■ Exercise material:

** BEGIN **

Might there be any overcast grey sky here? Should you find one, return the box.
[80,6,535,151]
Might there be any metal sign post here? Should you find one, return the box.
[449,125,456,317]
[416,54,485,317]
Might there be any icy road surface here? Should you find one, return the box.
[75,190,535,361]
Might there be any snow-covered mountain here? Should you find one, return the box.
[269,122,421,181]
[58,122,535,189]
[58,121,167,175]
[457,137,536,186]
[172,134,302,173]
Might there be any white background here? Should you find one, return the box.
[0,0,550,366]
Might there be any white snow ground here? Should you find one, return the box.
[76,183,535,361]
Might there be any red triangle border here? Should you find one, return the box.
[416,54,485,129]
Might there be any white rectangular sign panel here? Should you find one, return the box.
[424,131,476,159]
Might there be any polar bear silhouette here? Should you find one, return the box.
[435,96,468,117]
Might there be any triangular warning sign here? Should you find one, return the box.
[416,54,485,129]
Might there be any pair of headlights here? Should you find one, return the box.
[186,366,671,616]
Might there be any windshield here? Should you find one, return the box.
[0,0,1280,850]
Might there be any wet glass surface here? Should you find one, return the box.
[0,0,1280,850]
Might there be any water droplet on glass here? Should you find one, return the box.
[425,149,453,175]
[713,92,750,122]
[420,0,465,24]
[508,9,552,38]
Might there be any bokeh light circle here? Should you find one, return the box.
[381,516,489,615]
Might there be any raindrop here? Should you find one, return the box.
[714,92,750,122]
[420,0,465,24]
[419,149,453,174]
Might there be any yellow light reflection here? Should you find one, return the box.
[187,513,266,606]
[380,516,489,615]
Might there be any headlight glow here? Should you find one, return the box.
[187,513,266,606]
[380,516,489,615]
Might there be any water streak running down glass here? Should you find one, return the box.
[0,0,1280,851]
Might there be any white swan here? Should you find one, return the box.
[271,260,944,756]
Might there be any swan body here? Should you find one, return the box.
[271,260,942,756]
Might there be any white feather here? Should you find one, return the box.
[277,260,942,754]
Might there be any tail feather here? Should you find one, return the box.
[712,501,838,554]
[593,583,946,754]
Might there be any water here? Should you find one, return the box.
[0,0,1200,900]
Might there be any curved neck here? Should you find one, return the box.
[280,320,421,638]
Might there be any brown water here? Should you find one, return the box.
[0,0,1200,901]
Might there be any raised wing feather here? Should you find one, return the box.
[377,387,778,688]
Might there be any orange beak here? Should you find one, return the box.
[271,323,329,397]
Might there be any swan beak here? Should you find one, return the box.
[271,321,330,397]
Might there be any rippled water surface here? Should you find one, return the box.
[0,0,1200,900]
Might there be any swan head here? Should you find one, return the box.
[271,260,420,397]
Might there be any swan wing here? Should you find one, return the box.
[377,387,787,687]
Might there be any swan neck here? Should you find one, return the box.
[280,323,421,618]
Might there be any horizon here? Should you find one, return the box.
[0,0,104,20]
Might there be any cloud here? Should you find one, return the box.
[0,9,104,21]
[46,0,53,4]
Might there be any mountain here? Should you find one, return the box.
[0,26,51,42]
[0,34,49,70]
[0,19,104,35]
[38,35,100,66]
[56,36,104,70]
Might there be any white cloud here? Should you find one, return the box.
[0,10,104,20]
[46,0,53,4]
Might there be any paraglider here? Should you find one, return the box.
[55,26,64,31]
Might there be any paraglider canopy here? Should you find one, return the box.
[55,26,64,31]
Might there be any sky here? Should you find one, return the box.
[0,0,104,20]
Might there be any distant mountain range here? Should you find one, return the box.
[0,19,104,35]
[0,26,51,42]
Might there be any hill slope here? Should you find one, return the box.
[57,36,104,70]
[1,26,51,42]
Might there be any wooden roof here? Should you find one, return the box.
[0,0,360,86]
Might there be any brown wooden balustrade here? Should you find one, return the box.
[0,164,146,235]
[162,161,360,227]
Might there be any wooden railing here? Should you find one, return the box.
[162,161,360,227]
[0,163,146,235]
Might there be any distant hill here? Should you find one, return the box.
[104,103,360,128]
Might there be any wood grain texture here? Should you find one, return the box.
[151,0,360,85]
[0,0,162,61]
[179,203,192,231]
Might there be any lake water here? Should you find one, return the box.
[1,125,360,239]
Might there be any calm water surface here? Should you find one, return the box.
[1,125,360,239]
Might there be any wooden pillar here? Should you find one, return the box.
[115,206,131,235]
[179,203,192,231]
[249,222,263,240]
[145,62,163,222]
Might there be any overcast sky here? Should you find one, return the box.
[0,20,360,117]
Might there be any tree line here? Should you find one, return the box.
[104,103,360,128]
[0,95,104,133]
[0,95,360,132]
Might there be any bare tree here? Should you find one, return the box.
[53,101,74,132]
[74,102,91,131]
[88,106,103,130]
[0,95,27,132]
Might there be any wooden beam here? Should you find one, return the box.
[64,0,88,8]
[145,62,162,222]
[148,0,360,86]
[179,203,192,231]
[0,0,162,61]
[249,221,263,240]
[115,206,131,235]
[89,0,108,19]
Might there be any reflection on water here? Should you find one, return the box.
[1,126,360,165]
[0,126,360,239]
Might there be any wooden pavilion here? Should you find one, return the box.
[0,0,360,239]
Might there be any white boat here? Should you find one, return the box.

** END **

■ Task: Rewrite the entries from the line containing "Might there be any icy" through the line containing "[0,0,550,366]", both included, keeping every request line. Offset each bounding-box coordinate in the answers by adding 124 to it.

■ Written answer:
Might there be any icy road surface here? Should you find one, return the box.
[199,314,659,485]
Might there be any snow-covered mountain here? Should you find one, return the box.
[393,246,545,305]
[182,246,659,313]
[182,245,291,299]
[581,261,660,310]
[296,258,426,297]
Might there be any white background here? Should you find one, return the box.
[124,124,674,490]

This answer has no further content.